Document ->
========

Being in Twilight taught me many good lessons though and when playing with Finn I really felt that I always had to perform my best and he also enlightened me in different ways to approach songwriting in general and arranging in particular. We hit it off really well first time we jamed and made our first song together, "Far beyond the edge of sanity", in less than an hour (I think, we had so much fun… who cared about time, anyway?), better yet, recorded it in FF-studios that same afternoon. "Far beyond…" is still one of my favourite tracks coming out of my seven years playing with Twilight/Beyond Twilight. However, my style of playing and my taste for music is best portrayed in tracks like "The meeting", "Eye for an eye" and "The River Styx". Though I have always enjoyed making riffs to Finn's dark, moaning keyboards on his numerous great tracks over the years. Even though I miss being a member of Beyond Twilight sometimes I've come to the conclusion that splitting with my good friends musically was the right thing to do. I wouldn't have been able to keep up with the band anyway, I would probably have been kicked out sooner or later… Errhh… Enough said, I love the guys and the albums they're doing now--but it is not the way I like to play. I therefore feel lucky to be a part of Nocturnal Alliance now. You can draw preferences between NA and early Twilight, of course, since I in NA has become a songwriter again--something I had almost given up on after making "The Meeting" and then suffer the pain in trying to make a better "The meeting" - which of course did not occur, simply trying too hard. "The meeting" was based on one of those riffs that just comes to you and you can't really say how or when. A feeling. I struggeled a lot making new songs between 1994-1998 and just wasn't able to finish anything off that got past the demo stage.

========

Record extracts ->
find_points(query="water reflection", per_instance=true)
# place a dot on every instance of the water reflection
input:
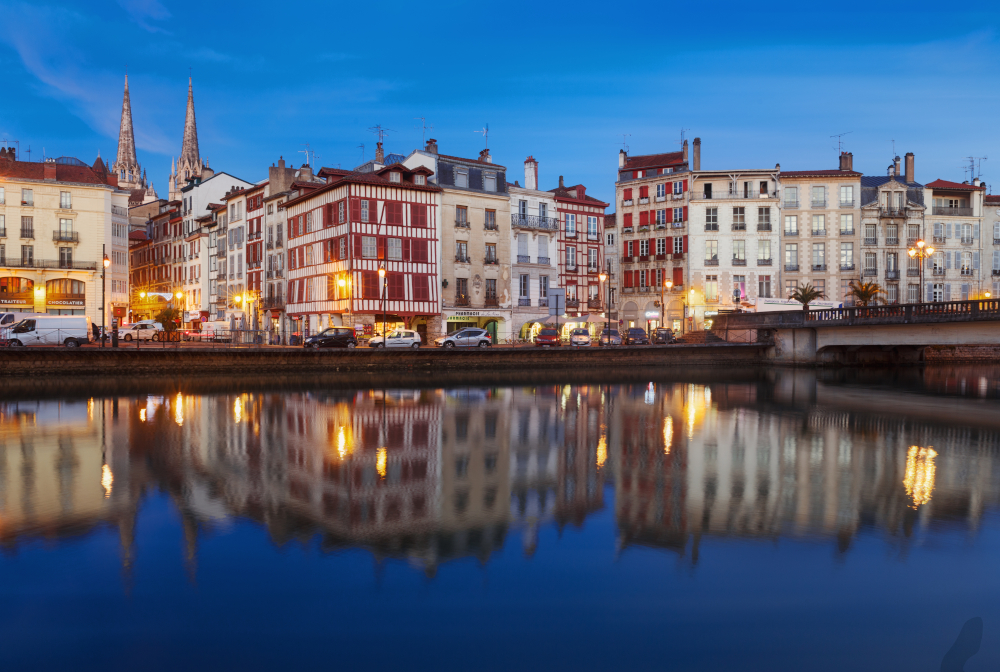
(428, 476)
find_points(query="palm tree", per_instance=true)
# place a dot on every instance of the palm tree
(806, 294)
(865, 293)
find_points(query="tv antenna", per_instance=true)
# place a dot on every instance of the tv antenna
(423, 122)
(840, 141)
(486, 134)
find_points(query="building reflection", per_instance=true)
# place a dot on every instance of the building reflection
(431, 476)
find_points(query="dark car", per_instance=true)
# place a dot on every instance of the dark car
(334, 337)
(636, 336)
(548, 338)
(663, 336)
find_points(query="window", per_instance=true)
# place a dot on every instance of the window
(819, 256)
(369, 247)
(740, 250)
(846, 256)
(764, 250)
(711, 250)
(739, 219)
(847, 195)
(764, 286)
(712, 219)
(711, 288)
(395, 248)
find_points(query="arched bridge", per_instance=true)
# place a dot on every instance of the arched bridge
(877, 333)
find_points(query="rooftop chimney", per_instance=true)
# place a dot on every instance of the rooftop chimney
(530, 173)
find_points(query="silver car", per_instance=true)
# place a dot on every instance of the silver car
(470, 337)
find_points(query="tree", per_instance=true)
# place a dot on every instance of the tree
(167, 317)
(865, 293)
(806, 294)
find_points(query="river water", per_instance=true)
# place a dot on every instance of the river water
(755, 520)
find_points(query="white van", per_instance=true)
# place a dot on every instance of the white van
(69, 330)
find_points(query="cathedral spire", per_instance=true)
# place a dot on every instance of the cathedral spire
(189, 147)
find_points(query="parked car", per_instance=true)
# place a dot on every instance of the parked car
(334, 337)
(663, 336)
(610, 337)
(141, 331)
(579, 337)
(398, 338)
(69, 330)
(548, 338)
(636, 336)
(470, 337)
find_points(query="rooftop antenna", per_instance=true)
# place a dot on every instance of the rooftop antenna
(486, 134)
(840, 141)
(423, 121)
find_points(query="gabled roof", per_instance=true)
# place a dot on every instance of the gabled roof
(653, 160)
(819, 173)
(954, 186)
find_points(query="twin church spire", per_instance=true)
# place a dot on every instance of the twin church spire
(130, 174)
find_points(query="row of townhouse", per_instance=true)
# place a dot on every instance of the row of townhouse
(693, 242)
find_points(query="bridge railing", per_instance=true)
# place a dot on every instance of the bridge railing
(911, 313)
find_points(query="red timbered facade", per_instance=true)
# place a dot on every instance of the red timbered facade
(581, 248)
(340, 235)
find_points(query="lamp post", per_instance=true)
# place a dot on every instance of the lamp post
(921, 251)
(104, 293)
(381, 275)
(603, 277)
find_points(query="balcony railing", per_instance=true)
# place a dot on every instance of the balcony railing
(952, 212)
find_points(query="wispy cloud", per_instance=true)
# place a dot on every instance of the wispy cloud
(143, 12)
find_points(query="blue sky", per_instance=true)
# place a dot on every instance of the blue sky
(560, 82)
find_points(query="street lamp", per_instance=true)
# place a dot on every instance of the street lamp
(921, 251)
(104, 294)
(603, 277)
(381, 275)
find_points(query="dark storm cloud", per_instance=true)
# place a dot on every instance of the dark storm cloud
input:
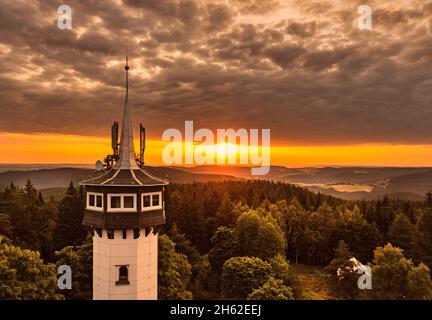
(300, 68)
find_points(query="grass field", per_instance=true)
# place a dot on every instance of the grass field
(314, 284)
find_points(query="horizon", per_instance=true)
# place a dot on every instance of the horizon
(331, 93)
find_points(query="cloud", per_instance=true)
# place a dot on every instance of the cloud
(301, 69)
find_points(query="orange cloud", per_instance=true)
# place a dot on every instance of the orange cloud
(51, 149)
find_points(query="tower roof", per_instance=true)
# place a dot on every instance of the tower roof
(126, 171)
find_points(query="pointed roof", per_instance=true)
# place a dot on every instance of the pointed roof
(127, 150)
(126, 171)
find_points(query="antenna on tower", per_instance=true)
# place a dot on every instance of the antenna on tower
(142, 145)
(114, 138)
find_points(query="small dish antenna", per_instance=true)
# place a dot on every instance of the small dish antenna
(99, 165)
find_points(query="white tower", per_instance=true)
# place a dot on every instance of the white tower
(125, 208)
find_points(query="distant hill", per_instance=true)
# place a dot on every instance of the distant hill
(61, 177)
(350, 183)
(404, 183)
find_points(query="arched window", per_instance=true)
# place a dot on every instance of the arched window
(123, 275)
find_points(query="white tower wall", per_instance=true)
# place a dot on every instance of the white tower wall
(140, 255)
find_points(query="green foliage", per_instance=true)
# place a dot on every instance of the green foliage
(174, 271)
(282, 271)
(341, 274)
(396, 278)
(70, 230)
(80, 259)
(183, 245)
(241, 275)
(402, 233)
(225, 245)
(419, 283)
(259, 236)
(273, 289)
(24, 276)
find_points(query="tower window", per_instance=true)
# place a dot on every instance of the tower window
(146, 201)
(151, 201)
(121, 202)
(94, 201)
(128, 202)
(155, 200)
(123, 275)
(115, 202)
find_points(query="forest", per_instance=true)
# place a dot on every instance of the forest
(229, 240)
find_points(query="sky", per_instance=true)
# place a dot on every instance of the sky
(330, 93)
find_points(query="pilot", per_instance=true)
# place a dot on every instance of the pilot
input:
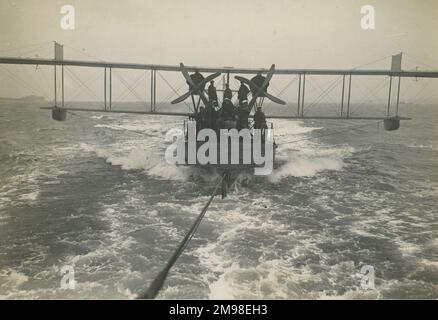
(259, 119)
(197, 78)
(228, 94)
(210, 117)
(242, 94)
(201, 119)
(212, 94)
(258, 81)
(243, 114)
(227, 118)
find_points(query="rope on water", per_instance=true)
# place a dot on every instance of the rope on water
(158, 282)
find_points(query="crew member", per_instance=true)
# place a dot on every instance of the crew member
(243, 114)
(242, 94)
(228, 94)
(259, 119)
(212, 94)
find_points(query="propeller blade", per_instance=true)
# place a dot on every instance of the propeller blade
(182, 98)
(209, 78)
(274, 99)
(186, 75)
(269, 76)
(204, 98)
(245, 80)
(253, 101)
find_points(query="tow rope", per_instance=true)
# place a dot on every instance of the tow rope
(158, 282)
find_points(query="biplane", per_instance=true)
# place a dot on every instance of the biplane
(196, 83)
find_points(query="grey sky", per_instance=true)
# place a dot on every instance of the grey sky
(244, 33)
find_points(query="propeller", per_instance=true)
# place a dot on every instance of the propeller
(260, 90)
(195, 87)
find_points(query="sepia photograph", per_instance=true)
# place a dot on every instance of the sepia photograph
(218, 155)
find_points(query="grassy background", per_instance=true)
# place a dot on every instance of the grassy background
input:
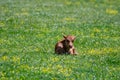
(29, 30)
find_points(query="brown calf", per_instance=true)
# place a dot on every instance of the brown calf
(65, 46)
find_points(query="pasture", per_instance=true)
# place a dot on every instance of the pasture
(29, 30)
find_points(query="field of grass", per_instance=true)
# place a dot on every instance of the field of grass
(29, 29)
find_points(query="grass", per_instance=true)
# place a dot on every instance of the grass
(29, 30)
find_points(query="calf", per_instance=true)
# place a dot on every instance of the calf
(66, 46)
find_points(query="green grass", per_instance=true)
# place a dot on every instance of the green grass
(29, 29)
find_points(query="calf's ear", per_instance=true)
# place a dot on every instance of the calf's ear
(64, 36)
(73, 37)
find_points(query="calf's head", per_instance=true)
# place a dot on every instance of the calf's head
(69, 41)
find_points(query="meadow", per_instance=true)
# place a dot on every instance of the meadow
(29, 30)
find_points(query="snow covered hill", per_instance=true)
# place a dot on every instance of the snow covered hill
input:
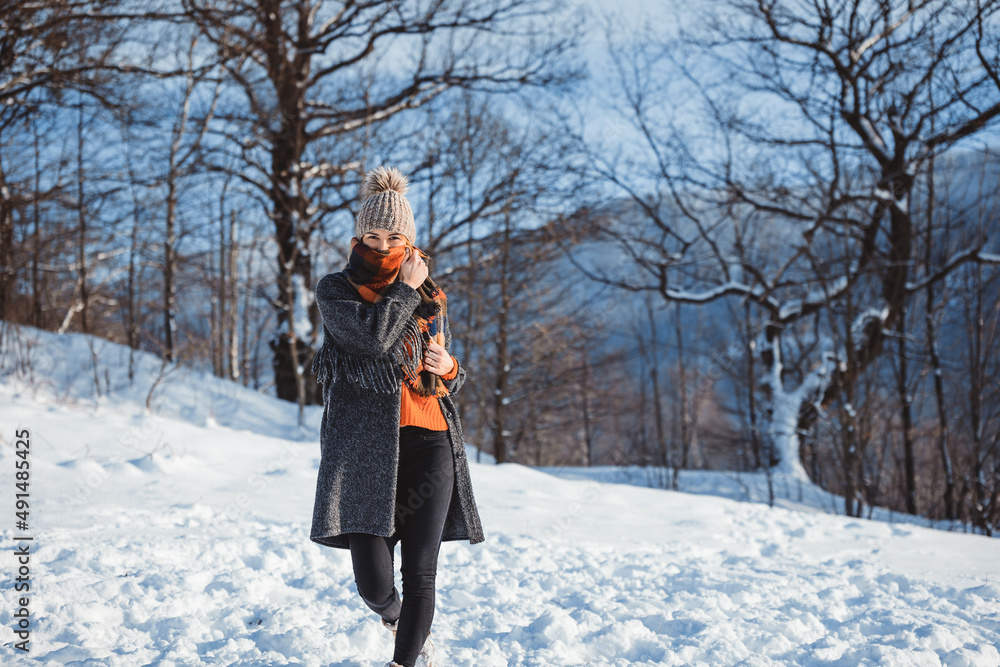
(180, 537)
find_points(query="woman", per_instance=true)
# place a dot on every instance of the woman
(393, 465)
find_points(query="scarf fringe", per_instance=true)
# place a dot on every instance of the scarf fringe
(381, 374)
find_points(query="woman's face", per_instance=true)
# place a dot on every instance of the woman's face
(381, 239)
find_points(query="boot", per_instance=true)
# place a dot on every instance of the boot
(427, 654)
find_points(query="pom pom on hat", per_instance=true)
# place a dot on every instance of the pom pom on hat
(385, 205)
(384, 179)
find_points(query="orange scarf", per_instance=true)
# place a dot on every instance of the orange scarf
(371, 271)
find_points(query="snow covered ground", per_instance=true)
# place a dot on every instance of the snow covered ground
(180, 537)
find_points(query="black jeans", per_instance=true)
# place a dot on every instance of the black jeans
(425, 478)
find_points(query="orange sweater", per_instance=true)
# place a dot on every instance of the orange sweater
(425, 411)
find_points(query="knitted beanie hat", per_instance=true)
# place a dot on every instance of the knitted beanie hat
(384, 205)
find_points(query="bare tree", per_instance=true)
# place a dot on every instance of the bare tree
(314, 75)
(800, 196)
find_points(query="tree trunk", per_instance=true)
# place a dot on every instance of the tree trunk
(902, 379)
(293, 350)
(502, 360)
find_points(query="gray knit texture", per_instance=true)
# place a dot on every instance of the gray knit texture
(359, 435)
(385, 205)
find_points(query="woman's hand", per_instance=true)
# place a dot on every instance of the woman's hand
(414, 270)
(437, 360)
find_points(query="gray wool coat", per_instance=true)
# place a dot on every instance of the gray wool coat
(359, 435)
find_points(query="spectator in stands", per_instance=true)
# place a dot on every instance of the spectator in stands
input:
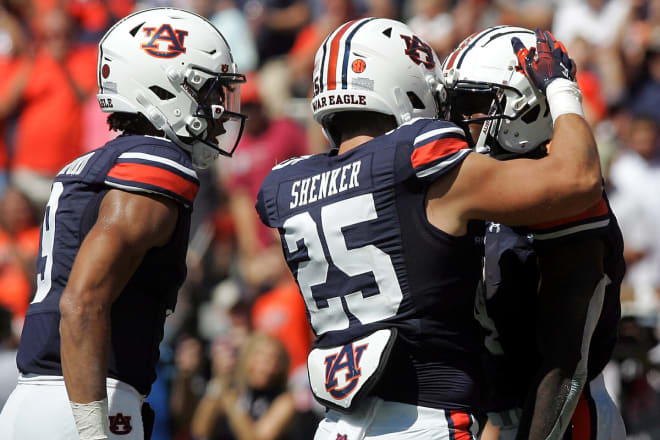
(15, 66)
(647, 95)
(49, 127)
(250, 400)
(599, 22)
(8, 345)
(433, 22)
(188, 385)
(266, 142)
(301, 56)
(234, 24)
(19, 246)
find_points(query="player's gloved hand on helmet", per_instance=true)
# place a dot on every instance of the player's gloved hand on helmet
(545, 62)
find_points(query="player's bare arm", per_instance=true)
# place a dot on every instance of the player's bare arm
(524, 191)
(128, 225)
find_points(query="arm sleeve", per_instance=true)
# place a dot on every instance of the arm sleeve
(434, 147)
(158, 171)
(594, 220)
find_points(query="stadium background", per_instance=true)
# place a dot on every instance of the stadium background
(237, 283)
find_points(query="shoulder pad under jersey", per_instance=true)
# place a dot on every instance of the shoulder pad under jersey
(152, 165)
(433, 147)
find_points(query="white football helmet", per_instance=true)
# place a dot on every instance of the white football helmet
(375, 64)
(482, 77)
(176, 69)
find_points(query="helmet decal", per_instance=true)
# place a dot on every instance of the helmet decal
(167, 34)
(187, 86)
(484, 84)
(415, 48)
(335, 46)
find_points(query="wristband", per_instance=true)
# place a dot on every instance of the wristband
(91, 419)
(564, 97)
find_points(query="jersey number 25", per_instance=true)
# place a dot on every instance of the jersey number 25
(353, 262)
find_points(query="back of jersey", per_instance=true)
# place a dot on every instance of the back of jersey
(355, 235)
(132, 163)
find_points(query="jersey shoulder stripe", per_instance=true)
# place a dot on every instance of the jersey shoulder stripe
(437, 146)
(595, 217)
(154, 169)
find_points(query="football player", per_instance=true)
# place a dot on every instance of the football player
(115, 232)
(384, 233)
(548, 344)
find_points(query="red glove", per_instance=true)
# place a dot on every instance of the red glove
(545, 62)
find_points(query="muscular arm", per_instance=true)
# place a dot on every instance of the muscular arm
(128, 225)
(522, 191)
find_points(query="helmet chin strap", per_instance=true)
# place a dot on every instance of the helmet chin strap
(480, 146)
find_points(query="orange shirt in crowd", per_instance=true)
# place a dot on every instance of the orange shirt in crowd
(280, 312)
(49, 129)
(15, 286)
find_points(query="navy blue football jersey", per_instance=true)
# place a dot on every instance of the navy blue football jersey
(509, 289)
(355, 236)
(139, 164)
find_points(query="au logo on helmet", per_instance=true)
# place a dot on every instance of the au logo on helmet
(359, 66)
(165, 33)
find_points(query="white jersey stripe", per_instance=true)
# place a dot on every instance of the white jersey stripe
(437, 132)
(163, 160)
(444, 164)
(572, 230)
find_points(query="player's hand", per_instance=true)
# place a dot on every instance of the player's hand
(545, 62)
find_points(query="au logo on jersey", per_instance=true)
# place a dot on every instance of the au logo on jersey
(120, 424)
(164, 34)
(418, 51)
(348, 358)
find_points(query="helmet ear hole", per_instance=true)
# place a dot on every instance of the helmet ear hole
(415, 101)
(532, 115)
(163, 94)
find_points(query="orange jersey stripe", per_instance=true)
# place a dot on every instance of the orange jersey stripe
(155, 176)
(461, 422)
(435, 150)
(598, 210)
(334, 53)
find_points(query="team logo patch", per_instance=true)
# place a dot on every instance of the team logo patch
(164, 35)
(418, 51)
(120, 424)
(347, 359)
(358, 66)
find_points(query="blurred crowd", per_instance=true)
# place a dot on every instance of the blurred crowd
(239, 336)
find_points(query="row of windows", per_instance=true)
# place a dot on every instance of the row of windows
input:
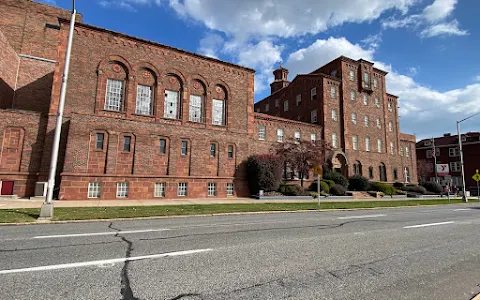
(144, 103)
(127, 141)
(262, 133)
(94, 189)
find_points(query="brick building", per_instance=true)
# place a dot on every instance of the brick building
(141, 119)
(348, 99)
(447, 152)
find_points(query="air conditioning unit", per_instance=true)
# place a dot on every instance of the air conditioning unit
(41, 189)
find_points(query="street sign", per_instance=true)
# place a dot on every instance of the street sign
(318, 170)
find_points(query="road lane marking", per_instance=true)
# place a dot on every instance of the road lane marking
(98, 233)
(360, 217)
(100, 263)
(427, 225)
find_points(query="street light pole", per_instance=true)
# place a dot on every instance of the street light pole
(46, 211)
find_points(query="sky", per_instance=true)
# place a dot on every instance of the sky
(429, 47)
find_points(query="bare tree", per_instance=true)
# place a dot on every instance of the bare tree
(303, 156)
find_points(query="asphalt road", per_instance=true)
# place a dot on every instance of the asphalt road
(412, 253)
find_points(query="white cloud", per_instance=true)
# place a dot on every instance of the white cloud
(450, 28)
(424, 111)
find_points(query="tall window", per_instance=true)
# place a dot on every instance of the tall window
(334, 140)
(99, 141)
(212, 189)
(114, 95)
(313, 116)
(218, 112)
(94, 190)
(195, 113)
(127, 141)
(170, 110)
(280, 135)
(355, 142)
(334, 114)
(159, 189)
(333, 92)
(163, 146)
(122, 189)
(184, 149)
(261, 132)
(182, 189)
(213, 150)
(144, 100)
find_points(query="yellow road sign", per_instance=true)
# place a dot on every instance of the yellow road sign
(318, 170)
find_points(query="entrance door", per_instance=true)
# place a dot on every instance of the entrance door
(7, 188)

========

Required tasks ->
a - Answer these questions using the account of playing in Twilight, one line each:
(i) What was the first song made with Finn, and how long did it take to make?
(ii) How many years did the writer play with Twilight/Beyond Twilight?
(iii) During which years did the writer struggle to make new songs?
b - Decide whether each statement agrees with the account of playing in Twilight, giving yes or no and quoting the words that settle it:
(i) The first song with Finn was recorded on the same day it was made.
(ii) The writer thinks leaving Beyond Twilight was a mistake.
(iii) In Nocturnal Alliance the writer writes songs again.
c - Pick up the account of playing in Twilight after its last sentence and continue writing it.

Outputs for the tasks ->
a -
(i) "Far beyond the edge of sanity", made in less than an hour.
(ii) Seven years.
(iii) 1994-1998.

b -
(i) Yes: "recorded it in FF-studios that same afternoon"
(ii) No: "I've come to the conclusion that splitting with my good friends musically was the right thing to do"
(iii) Yes: "since I in NA has become a songwriter again"

c -
Then, my old friend Henrik Johansson, the drummer in my first band Hellrats (later we changed the name to Coma), gave me a call back in '02 said he would really like me to put some guitars on some tracks he had made. My Ibanez had collected a bit of dust and starting to play again I didn't clean it. I thought to myself: "If I come to like to play again, getting a kick out of it again, I'm gonna play that f*****g dust off of the guitar…". The four tracks we made was pretty good, the guitarplaying felt good despite being a bit rusty, but most of all I had a great time playing with Henrik again. After a couple of years though we decided that the tracks we had recorded wasn't by our standards at all. We really enjoyed parts of them, but couldn't cope with the arrangements on neither of them. We decided to strip down four tracks to two, and really make them kick. We found out how to, and started to rerecord the two songs. After being very, very caring with the tracks and really pushing ourselves to perform our best we both came up with some new ideas for new tracks. In the beginning of '04 we started to make new songs and in april we decided to make a whole album. Just for the hell of it!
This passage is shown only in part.